How were you, personally, affected by these days of your dad’s illness? I think one moment really illustrates it. My father had always cared well and creatively for our home. He had big gardens that yielded everything from tomatoes to rhubarb; he developed various systems to cleverly protect the wear of the house; he built what was needed for fun as we grew — a tree house, a giant swing … whatever we could dream up, he loved trying to invent. But, because of his illness, the lawn had become a jungle, so, one beautiful fall day, when I was at home caring for him, I decided to rev up the old lawn mower. Before too many steps, I had tears rolling down my face and joy flooding my heart. As a kid, mowing the lawn was a chore I did out of fear of punishment. As I got older, I did it for money. Now, as I mowed the lawn, every motivation of my heart gave way to deep love for my father. I glanced up towards the house and saw my dad in the bay windows, watching me. Throughout the years, our relationship had its struggles. This, however, was one of those special moments when all that fell away. Our hearts freely rested in the peace between us and the treasured gift we had in each other. We were discovering together the profound gift of living not in our own strength, but in the Father’s Love. We were learning this was a love more powerful than anything. In it, we found the peace of placing our full trust in the Risen Savior, the beautiful potential of vulnerability and suffering to open our hearts to love and communion, and the freedom and strength to be found depending on the Father for everything. I watched my dad learn a new way to live, and, in effect, I did too.

## DATA PROVIDED
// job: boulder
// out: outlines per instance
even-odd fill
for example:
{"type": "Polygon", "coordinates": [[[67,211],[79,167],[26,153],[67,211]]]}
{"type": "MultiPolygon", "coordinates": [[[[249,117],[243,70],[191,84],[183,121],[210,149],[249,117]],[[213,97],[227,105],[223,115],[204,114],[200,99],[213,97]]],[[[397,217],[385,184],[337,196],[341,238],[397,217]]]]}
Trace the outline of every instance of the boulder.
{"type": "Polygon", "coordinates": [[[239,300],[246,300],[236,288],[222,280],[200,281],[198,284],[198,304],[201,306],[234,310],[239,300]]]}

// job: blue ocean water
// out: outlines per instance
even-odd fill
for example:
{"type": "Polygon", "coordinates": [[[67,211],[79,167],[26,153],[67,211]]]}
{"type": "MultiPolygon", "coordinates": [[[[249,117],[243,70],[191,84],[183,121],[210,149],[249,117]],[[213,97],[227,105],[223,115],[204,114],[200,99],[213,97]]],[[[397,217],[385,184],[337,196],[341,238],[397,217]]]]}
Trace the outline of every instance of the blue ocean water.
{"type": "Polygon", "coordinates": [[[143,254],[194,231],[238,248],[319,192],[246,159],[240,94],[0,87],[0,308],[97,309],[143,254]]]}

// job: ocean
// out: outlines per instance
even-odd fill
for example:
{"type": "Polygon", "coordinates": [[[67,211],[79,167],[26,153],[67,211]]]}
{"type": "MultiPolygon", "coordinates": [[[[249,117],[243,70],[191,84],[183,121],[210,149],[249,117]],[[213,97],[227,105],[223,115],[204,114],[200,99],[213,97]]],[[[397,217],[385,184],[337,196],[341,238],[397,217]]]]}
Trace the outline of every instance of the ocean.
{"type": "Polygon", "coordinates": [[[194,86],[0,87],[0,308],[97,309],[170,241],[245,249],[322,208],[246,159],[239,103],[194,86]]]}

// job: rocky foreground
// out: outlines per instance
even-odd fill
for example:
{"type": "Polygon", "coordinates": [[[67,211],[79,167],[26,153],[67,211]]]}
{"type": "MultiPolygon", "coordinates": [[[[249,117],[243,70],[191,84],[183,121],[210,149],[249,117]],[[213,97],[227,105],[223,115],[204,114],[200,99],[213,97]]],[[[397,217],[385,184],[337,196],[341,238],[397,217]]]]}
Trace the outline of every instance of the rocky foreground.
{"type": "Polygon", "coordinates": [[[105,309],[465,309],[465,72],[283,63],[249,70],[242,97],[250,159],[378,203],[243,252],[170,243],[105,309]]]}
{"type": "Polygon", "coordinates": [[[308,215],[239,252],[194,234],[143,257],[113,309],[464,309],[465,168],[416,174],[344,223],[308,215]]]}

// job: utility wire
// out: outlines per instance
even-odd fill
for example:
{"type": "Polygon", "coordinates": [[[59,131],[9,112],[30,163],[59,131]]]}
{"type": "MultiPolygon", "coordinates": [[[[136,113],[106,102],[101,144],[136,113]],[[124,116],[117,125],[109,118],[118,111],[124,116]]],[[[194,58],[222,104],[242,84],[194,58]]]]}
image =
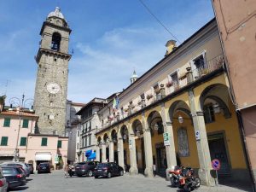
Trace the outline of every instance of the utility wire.
{"type": "Polygon", "coordinates": [[[138,0],[143,7],[149,12],[149,14],[161,25],[179,44],[180,41],[170,32],[169,29],[153,14],[153,12],[149,9],[149,8],[143,2],[143,0],[138,0]]]}

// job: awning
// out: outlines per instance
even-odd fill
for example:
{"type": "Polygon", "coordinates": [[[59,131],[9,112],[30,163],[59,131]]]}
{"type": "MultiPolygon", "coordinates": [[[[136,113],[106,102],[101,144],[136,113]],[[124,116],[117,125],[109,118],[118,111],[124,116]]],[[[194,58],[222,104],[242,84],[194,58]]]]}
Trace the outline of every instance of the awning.
{"type": "Polygon", "coordinates": [[[90,154],[91,154],[91,153],[92,153],[92,150],[90,149],[90,150],[87,150],[86,152],[85,152],[85,157],[89,157],[90,154]]]}
{"type": "Polygon", "coordinates": [[[91,154],[87,158],[87,160],[95,160],[96,159],[96,153],[91,153],[91,154]]]}
{"type": "Polygon", "coordinates": [[[36,154],[36,160],[50,160],[50,154],[36,154]]]}

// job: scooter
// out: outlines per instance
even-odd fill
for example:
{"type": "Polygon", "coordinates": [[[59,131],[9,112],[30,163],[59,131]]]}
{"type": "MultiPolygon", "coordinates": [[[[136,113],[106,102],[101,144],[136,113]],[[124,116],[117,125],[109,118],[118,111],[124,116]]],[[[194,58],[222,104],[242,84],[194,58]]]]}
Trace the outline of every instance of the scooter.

## TASK ITEM
Continue the interview passage above about mowing the lawn during a father's illness, picking up after its final sentence.

## RESPONSE FOR THIS EXERCISE
What were the last days of your father’s life like? My father moved into the active dying stages on Christmas Day. The whole family gathered and took turns keeping vigil with him. Meanwhile, throughout the house, his grandchildren played gleefully, and the rest of us went to work bringing to life all the familiar tastes and traditions of Christmas. It was a time of such deep contrasts: life and death, joy and sorrow, gratitude and grief.

When the priest came to anoint Dad, my brother-in-law mentioned in passing how they had postponed getting their baby baptized because of everything happening with my dad’s sickness. “Why don’t we just baptize him at your dad’s bedside today?” offered the priest. Preparations were made, and everyone rallied for one last family event. Of course, Mom had saved everyone’s baptismal candles. They were lit and distributed. My father also rallied. Though weak and barely conscious, he participated as best he could in each part of the rite. He tried to bless himself, dutifully mouthed the words of the Our Father, and when it came time to renew our baptismal promises — “Do you reject Satan?… Do you believe in God?… etc.” he raised what voice he had left to proclaim his faith one last time: “I do.” The spiritual battles of the years and those of his last days were laid to rest. A new peace filled my father’s heart. He was ready.

Just a day later, Dad’s breathing changed, and we knew it was time. Mom, all of us eight kids, and a number of grandchildren gathered around his bed. At first, it was silent. I wondered if I had the courage to stay with Dad in this final stretch and love him through to the finish line. My heart was broken in that moment by two great loves — the love of a daughter for her father that wanted to hold on to the gift, and conversely, a love desiring to reverence God the Father calling His son home. I silently prayed. Then I heard the voice of one of my sisters say, “We are all here now, Dad. You can go. The Father is waiting for you.” And then another sister echoed, “You are almost to the finish line, Dad! Just a few more breaths!” And then another sibling, “We love you, Dad! You are almost there!” We all took turns encouraging our father as he ran to cross the finish line.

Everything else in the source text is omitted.